Mácnas (pronounced mock-ness) is (Irish for 'frolicking') is a performance company based at the Fisheries Field in Galway, Ireland. Its public performances are noted for being "pioneering, inventive and radical" in style. The company has been credited with changing the nature of public entertainment in Ireland and is regarded as highly influential within the field of spectacle performance.

Founded in 1986, the company has performed in over 20 countries across the globe. Its parades have been a centre-point of Halloween, St. Patrick's Day and formerly Galway International Arts Festival festivities in Galway city, drawing crowds of up to 50,000 people on to the city streets.

Mácnas toured alongside U2 as part of the Zoo TV Tour in 1993. The company simultaneously helped to ring in the new millennium in three cities: Galway (Eyre Square), Dublin (Merrion Square) and New York City (Times Square).

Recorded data
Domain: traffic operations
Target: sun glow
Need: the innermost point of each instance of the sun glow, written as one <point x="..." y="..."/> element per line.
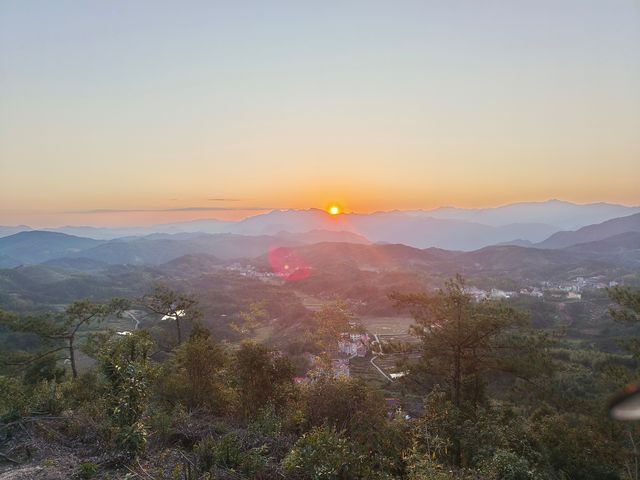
<point x="334" y="210"/>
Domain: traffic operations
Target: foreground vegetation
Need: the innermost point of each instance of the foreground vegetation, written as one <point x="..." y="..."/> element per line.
<point x="500" y="401"/>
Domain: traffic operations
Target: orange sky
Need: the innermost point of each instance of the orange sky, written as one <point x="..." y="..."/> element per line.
<point x="156" y="108"/>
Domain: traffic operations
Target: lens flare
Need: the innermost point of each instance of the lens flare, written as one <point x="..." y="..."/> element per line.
<point x="334" y="210"/>
<point x="288" y="265"/>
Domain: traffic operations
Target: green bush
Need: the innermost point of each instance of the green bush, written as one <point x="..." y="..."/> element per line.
<point x="13" y="398"/>
<point x="321" y="454"/>
<point x="88" y="470"/>
<point x="506" y="465"/>
<point x="47" y="397"/>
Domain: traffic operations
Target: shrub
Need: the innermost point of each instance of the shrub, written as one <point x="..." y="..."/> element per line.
<point x="321" y="454"/>
<point x="88" y="470"/>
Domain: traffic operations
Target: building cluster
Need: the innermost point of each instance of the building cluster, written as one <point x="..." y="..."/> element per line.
<point x="570" y="289"/>
<point x="248" y="271"/>
<point x="354" y="344"/>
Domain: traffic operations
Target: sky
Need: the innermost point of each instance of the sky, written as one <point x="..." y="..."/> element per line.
<point x="120" y="112"/>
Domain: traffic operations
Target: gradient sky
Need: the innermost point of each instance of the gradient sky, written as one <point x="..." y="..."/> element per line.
<point x="192" y="109"/>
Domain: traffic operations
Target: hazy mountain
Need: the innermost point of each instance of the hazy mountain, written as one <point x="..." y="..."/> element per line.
<point x="592" y="233"/>
<point x="559" y="214"/>
<point x="81" y="253"/>
<point x="622" y="249"/>
<point x="317" y="236"/>
<point x="395" y="227"/>
<point x="448" y="228"/>
<point x="38" y="246"/>
<point x="5" y="231"/>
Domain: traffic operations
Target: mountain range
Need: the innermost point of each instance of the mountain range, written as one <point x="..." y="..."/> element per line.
<point x="551" y="224"/>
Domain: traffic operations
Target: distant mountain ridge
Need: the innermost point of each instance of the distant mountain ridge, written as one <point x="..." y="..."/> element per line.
<point x="448" y="228"/>
<point x="592" y="233"/>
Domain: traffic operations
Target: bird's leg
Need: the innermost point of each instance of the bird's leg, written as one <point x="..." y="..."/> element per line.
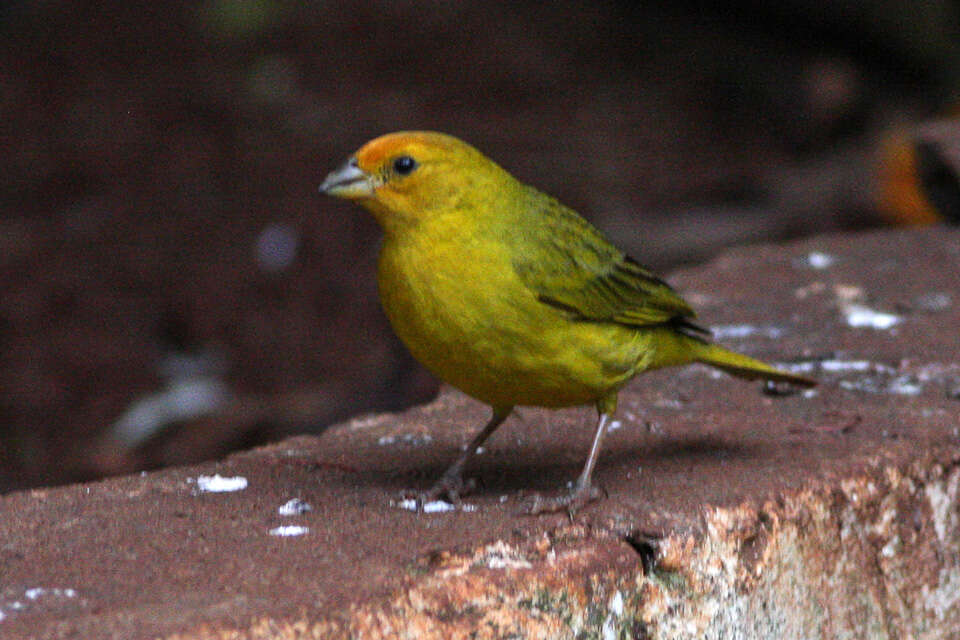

PROBLEMS TO WORK ON =
• A. Answer these questions using the passage about Mácnas.
(i) In what year was the company founded?
(ii) On which tour did Mácnas accompany U2 in 1993?
(iii) At what site in Galway is the company based?
• B. Repeat the part of the passage about Mácnas starting with "Mácnas toured alongside" and going on through "City (Times Square).".
• C. Write the next part of the passage about Mácnas, continuing from where it stops.

EXPECTED RESPONSES =
• A.
(i) 1986
(ii) The Zoo TV Tour
(iii) The Fisheries Field

• B.
Mácnas toured alongside U2 as part of the Zoo TV Tour in 1993. The company simultaneously helped to ring in the new millennium in three cities: Galway (Eyre Square), Dublin (Merrion Square) and New York City (Times Square).

• C.
In March 2016, Mácnas performed at the opening ceremony of SXSW in Austin, Texas. In November 2017, Macnas performed as the closing act in the Land of Green Ginger programme at Hull UK City of Culture 2017.

Mácnas offices are spread across two locations in Galway city. Administration and rehearsals mainly take place in Fisheries Field. Large-scale construction primarily takes place at a warehouse in Liosban.

The Liffey Press and Macnas have published Macnas: Joyful Abandonment, a 250-page history of the company.